— TEXTO PROPORCIONADO —
··········
Los decretos de Dios

Las Escrituras mencionan los decretos de Dios en muchos pasajes, utilizando diversos términos. La palabra “decreto” se encuentra en el Salmo 2:7. En Efesios 3:11, leemos sobre Su “propósito eterno”. En Hechos 2:23, de su “determinado consejo y anticipado conocimiento”. Efesios 1:9 menciona el “misterio de su voluntad”. Romanos 8:29 establece que Él también “predestinó”. En Efesios 1:9 nos habla de Su “beneplácito, el cual se había propuesto en sí mismo”. Los decretos de Dios son llamados sus “consejos” para determinar que son perfectamente sabios. Son llamados Su “voluntad” para mostrar que Dios no está sujeto a nada, sino que actúa según Su propio deseo. En el proceder Divino, la sabiduría está siempre asociada con la voluntad y, por lo tanto, se dice que los decretos de Dios son “el designio de su voluntad” (Efesios 1:11).
··········
— Ejemplos de detección —
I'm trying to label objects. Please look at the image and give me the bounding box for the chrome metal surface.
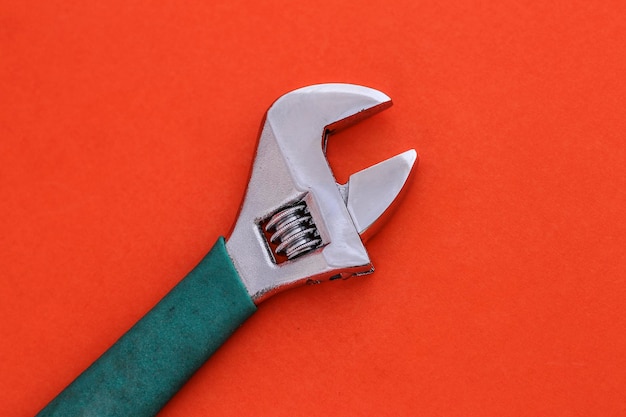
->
[226,84,415,304]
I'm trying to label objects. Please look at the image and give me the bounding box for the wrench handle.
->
[36,238,256,417]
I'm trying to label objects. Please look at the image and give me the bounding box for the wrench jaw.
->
[226,84,414,304]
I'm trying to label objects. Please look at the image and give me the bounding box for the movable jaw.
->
[226,84,416,303]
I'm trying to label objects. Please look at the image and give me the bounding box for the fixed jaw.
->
[226,84,416,303]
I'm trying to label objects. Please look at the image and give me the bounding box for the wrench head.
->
[226,84,416,303]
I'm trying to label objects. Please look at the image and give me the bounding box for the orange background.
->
[0,0,626,417]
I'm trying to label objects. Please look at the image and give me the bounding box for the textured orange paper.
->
[0,0,626,417]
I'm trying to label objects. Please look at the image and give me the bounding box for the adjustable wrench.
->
[37,84,417,417]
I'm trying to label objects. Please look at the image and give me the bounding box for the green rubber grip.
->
[37,238,256,417]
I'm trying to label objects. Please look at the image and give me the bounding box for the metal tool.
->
[38,84,417,417]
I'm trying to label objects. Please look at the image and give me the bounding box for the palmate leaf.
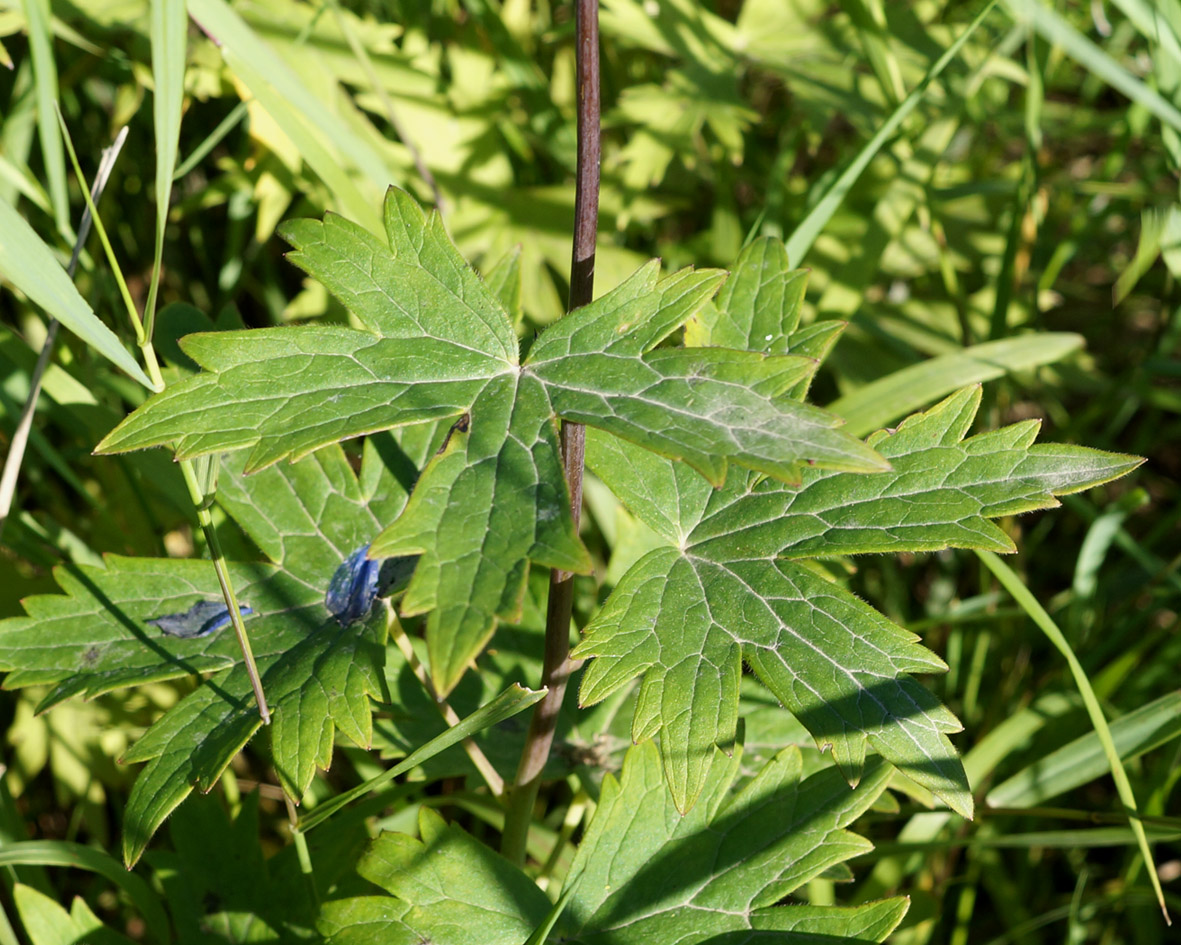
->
[575,233,1140,816]
[0,447,404,862]
[99,189,886,692]
[320,742,907,945]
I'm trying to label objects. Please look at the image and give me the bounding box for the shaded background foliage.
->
[0,0,1181,943]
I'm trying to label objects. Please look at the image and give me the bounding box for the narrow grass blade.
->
[188,0,396,233]
[977,552,1173,925]
[144,0,189,339]
[0,840,172,943]
[1005,0,1181,131]
[788,0,996,266]
[25,0,73,239]
[0,200,156,390]
[824,332,1083,436]
[0,126,128,536]
[299,683,546,833]
[985,692,1181,807]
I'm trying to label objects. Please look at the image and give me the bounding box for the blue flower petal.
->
[148,600,254,640]
[324,542,381,627]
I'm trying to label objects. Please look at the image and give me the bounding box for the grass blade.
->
[826,332,1083,436]
[25,0,73,238]
[189,0,397,233]
[0,126,128,536]
[788,0,996,266]
[144,0,189,338]
[1005,0,1181,131]
[0,840,172,943]
[0,192,156,390]
[977,552,1173,925]
[299,683,546,833]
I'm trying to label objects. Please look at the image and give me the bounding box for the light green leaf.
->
[585,389,1140,815]
[827,332,1083,436]
[97,325,504,471]
[99,189,886,692]
[562,743,907,945]
[685,236,808,354]
[319,744,907,945]
[0,840,171,943]
[0,193,155,390]
[0,447,399,862]
[12,882,131,945]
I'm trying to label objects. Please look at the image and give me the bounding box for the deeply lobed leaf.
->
[99,189,887,692]
[320,743,907,945]
[0,447,396,862]
[576,387,1140,815]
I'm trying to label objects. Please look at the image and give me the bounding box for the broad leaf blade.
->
[563,744,906,945]
[320,807,550,945]
[585,389,1140,815]
[685,236,808,354]
[827,332,1083,436]
[0,447,399,862]
[370,376,591,692]
[97,325,504,471]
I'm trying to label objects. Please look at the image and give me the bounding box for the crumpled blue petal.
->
[148,600,254,640]
[324,542,381,627]
[324,542,418,627]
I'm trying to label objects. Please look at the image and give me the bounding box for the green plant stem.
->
[58,111,270,725]
[977,552,1173,925]
[501,0,600,863]
[390,614,504,797]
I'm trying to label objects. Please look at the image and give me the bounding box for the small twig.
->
[0,125,128,537]
[501,0,600,863]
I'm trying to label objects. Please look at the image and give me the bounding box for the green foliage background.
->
[0,0,1181,943]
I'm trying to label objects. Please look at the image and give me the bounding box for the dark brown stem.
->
[501,0,600,863]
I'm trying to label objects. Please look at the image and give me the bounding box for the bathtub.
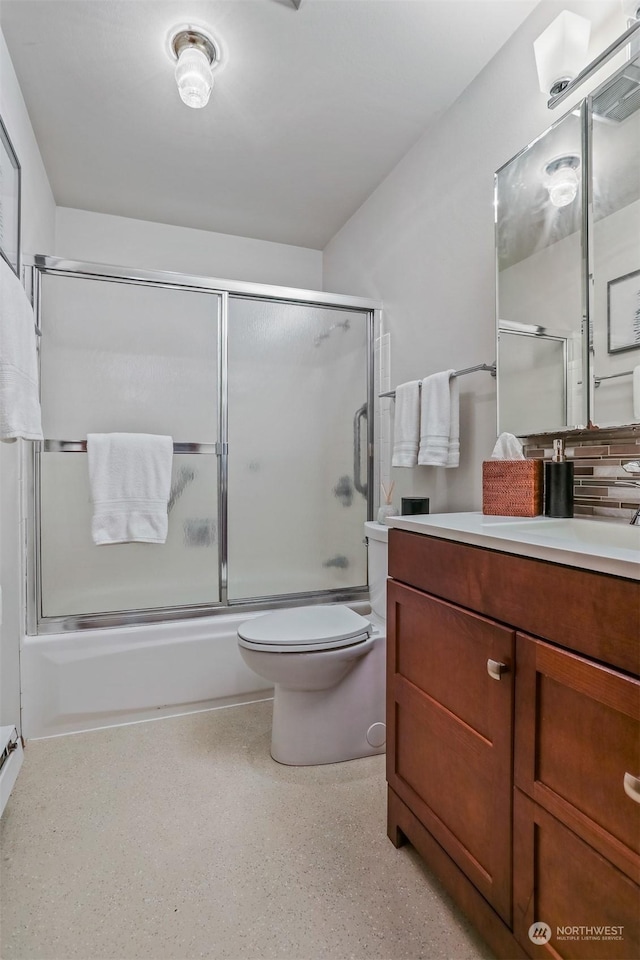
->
[20,603,369,740]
··········
— EJERCICIO BREVE 1 —
Responde según el texto sobre los decretos de Dios:
(a) ¿En qué pasaje aparece la palabra "decreto"?
(b) ¿Qué expresión se cita de Hechos 2:23?
(c) ¿Qué pasaje se cita para la frase "el designio de su voluntad"?
— EJERCICIO BREVE 2 —
Prosigue el texto sobre los decretos de Dios con un párrafo breve que empiece después de su última oración.

— RESPUESTA ESPERADA 1 —
(a) En el Salmo 2:7.
(b) "determinado consejo y anticipado conocimiento".
(c) Efesios 1:11.

— RESPUESTA ESPERADA 2 —
Los decretos de Dios están relacionados con todas las cosas futuras, sin excepción: todo lo que es hecho en el tiempo, fue predeterminado antes del principio del tiempo. El propósito de Dios abarcó todo, grande o pequeño, bueno o malo, aunque debemos afirmar que, si bien Dios es el Controlador del pecado, no es su Autor de la misma manera que es el Autor del bien. El pecado no puede proceder de un Dios Santo por creación directa o positiva, sino solamente por Su permiso, por decreto y Su acción negativa. El decreto de Dios es tan amplio como Su gobierno, y se extiende a todas las criaturas y eventos. Se relaciona con nuestra vida y nuestra muerte; con nuestro estado en el tiempo y en la eternidad. De la misma manera que juzgamos los planos de un arquitecto inspeccionando el edificio levantado bajo su dirección, así también, por Sus obras, aprendemos cual es (era) el propósito de Aquel que hace todas las cosas según el consejo de Su voluntad.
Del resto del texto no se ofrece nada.